**Exercise description**
When the string "green" occurs in a line of the records, show that line.

*** Records for processing ***

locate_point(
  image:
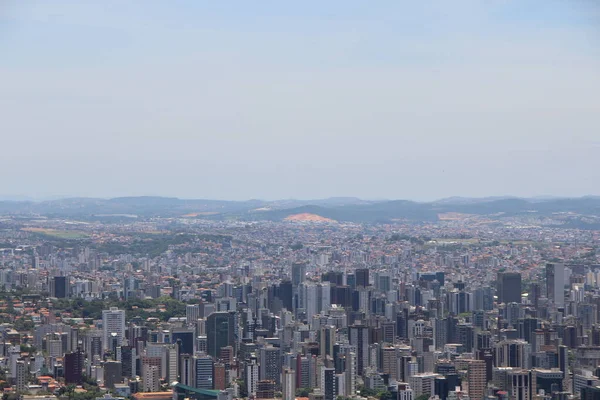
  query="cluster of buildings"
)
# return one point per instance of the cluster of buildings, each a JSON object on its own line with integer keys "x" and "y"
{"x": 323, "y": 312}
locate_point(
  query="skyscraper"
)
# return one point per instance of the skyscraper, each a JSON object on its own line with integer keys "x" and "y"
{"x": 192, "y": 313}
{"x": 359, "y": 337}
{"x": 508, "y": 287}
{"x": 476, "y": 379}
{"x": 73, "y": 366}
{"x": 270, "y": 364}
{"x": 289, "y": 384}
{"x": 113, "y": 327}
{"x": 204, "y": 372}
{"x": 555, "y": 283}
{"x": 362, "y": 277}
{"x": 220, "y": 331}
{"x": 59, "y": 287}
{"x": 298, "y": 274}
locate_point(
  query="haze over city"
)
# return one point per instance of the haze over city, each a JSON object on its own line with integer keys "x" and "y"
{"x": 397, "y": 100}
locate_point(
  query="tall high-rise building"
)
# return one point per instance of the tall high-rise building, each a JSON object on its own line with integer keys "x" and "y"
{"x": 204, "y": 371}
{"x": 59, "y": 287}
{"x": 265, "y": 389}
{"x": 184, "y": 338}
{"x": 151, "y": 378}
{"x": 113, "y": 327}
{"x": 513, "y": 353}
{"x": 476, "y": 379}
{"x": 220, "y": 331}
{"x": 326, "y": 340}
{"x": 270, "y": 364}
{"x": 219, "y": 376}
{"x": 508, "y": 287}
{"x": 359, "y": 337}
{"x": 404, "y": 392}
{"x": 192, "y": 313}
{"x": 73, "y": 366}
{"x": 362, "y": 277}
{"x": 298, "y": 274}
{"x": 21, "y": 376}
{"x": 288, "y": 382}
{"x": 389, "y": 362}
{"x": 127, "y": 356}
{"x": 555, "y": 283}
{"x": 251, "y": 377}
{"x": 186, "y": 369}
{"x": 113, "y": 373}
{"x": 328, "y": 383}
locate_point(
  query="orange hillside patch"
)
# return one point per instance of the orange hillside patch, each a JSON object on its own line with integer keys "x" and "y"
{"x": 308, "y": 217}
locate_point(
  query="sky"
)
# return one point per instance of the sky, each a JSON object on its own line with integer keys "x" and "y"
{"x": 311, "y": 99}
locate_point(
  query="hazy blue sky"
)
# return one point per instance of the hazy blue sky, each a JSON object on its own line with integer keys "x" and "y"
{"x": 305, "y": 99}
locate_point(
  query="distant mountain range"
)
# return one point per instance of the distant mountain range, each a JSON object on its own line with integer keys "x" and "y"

*** End of Records for processing ***
*** Records for processing ***

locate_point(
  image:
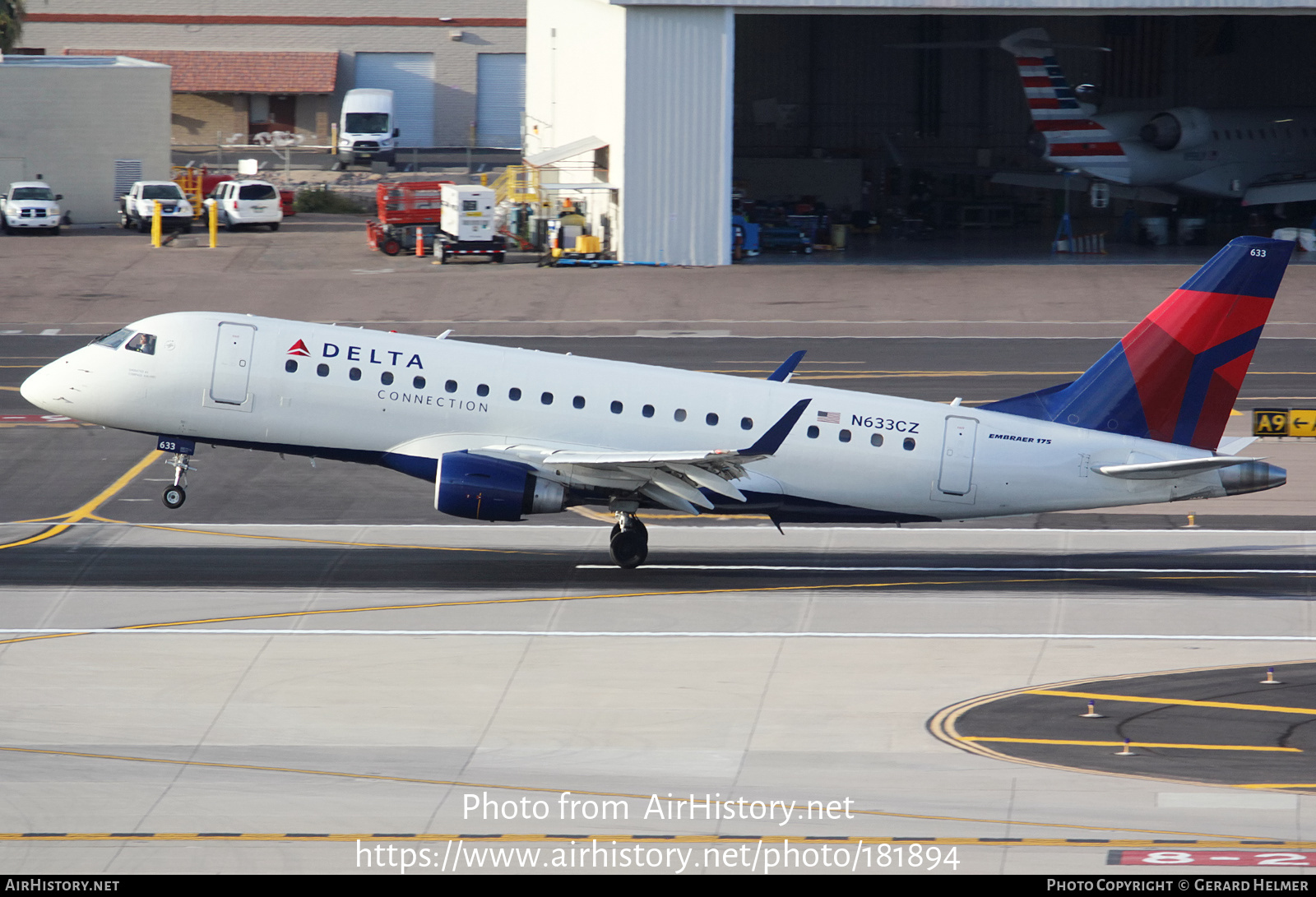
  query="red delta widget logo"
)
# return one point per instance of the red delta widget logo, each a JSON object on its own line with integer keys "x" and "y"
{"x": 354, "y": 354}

*** End of Records for processing ***
*** Records for processing ***

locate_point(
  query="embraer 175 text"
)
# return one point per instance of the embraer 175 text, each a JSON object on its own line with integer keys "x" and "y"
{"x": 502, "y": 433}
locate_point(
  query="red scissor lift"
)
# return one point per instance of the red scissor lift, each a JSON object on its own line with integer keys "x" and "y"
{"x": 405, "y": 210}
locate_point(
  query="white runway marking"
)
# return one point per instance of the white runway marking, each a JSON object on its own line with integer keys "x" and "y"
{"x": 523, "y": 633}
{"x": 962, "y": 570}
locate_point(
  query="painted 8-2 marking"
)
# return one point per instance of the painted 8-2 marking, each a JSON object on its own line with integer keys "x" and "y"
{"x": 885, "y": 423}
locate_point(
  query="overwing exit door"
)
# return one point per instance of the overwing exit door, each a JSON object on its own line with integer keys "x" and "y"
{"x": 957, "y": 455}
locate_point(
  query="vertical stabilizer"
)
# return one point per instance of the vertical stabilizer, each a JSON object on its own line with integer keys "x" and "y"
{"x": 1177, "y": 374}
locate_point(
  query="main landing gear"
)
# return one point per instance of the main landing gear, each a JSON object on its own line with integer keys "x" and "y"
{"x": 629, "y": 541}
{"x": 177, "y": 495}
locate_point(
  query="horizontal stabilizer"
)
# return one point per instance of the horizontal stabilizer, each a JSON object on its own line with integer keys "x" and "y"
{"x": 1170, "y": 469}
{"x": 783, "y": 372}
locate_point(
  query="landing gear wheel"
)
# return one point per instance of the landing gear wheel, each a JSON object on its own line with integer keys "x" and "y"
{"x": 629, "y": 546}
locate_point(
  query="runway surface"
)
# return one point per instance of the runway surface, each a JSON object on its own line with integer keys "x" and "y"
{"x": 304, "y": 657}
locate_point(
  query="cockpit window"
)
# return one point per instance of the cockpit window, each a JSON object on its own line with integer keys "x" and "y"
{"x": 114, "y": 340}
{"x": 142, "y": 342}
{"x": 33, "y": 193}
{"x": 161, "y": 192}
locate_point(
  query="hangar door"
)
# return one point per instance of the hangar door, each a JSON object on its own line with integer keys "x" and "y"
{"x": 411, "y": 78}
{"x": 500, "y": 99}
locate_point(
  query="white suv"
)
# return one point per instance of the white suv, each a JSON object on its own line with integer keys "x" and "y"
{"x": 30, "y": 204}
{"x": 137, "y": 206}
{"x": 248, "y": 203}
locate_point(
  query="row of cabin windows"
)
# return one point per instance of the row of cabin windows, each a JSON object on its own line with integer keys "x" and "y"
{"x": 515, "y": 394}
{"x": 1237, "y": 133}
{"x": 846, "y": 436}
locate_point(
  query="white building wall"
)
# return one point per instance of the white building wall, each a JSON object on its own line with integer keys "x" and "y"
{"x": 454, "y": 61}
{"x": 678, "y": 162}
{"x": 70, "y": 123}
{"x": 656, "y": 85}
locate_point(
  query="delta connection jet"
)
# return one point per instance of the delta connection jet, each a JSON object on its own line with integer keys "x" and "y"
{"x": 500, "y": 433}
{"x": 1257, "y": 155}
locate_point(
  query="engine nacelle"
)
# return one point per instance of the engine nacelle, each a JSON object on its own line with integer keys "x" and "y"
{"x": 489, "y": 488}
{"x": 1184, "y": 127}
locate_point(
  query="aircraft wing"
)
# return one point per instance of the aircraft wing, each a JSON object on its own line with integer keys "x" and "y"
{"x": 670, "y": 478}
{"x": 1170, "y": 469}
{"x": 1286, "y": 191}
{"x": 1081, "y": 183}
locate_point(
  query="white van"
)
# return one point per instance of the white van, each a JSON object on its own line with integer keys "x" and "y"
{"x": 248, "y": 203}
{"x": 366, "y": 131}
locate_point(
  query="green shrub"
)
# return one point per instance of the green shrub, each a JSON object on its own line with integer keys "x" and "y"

*** End of Records for processing ***

**Reply to the task**
  query="green shrub"
# return one point per instance of the green shrub, each a JSON object on its own line with integer keys "x" and "y"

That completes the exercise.